- Work item: In the entries below, how many lines hold the string "foliage"? Answer with the number only.

(Point-per-instance localization data)
#####

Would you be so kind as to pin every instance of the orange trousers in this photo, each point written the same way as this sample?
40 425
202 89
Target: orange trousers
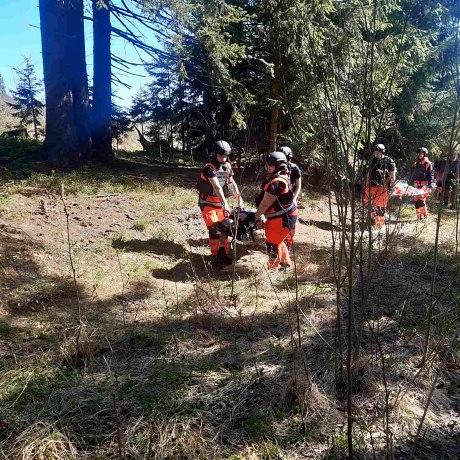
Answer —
211 217
378 198
278 237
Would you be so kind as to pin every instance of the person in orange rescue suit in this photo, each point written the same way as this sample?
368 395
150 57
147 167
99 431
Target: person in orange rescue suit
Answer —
381 176
215 185
277 210
295 176
422 177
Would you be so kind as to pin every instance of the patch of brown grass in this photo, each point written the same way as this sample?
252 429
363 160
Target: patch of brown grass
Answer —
42 441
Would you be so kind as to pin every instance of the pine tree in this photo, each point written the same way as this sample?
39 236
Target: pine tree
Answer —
2 85
26 104
140 109
120 123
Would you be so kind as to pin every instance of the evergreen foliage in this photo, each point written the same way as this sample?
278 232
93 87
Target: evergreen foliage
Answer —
28 108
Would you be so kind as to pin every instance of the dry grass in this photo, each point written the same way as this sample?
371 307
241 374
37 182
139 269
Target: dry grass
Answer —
42 441
184 361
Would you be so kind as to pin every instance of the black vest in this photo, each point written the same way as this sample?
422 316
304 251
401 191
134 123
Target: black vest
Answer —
224 177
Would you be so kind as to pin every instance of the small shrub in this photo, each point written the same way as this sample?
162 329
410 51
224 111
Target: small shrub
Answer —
140 225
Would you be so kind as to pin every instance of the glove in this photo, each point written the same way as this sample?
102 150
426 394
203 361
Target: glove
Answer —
227 209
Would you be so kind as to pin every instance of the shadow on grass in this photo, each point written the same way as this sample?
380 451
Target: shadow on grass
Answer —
153 245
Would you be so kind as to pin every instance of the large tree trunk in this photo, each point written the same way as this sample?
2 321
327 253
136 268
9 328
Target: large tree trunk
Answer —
67 142
207 103
276 89
102 89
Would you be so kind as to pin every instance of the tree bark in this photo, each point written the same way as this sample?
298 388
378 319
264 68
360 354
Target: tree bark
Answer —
276 87
102 88
207 103
67 142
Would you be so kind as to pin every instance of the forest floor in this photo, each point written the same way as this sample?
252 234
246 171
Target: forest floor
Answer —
175 360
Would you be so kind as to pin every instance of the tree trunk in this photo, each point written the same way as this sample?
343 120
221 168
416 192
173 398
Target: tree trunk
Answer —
170 112
102 89
67 142
34 114
182 120
276 85
207 103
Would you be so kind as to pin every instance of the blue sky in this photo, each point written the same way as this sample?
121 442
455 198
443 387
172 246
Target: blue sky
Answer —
20 38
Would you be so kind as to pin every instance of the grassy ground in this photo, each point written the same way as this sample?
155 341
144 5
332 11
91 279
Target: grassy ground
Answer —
151 354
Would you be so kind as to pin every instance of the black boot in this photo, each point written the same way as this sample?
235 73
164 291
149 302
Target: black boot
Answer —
215 262
223 257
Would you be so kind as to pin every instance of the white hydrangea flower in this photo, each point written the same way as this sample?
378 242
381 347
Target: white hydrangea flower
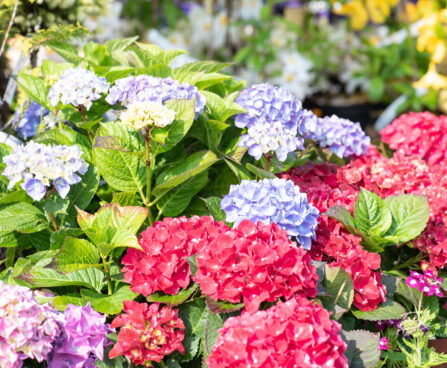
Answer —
78 87
147 113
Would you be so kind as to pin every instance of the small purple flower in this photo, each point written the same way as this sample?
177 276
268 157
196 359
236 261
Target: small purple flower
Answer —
148 88
383 344
426 283
272 200
83 340
271 119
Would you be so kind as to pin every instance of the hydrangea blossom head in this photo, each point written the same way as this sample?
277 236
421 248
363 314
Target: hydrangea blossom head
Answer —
272 200
162 264
148 88
78 87
427 283
148 332
255 263
298 333
271 119
343 137
144 114
83 340
27 329
34 117
37 166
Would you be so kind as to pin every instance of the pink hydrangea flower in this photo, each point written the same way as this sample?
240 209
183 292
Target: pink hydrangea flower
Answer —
256 263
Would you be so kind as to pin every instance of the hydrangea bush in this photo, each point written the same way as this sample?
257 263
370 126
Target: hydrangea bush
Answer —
170 217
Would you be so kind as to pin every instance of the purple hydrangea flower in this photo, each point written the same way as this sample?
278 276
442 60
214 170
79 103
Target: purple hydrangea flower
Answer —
78 87
427 283
37 166
271 118
341 136
272 200
27 329
34 116
83 339
148 88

#####

- Exercise result: 2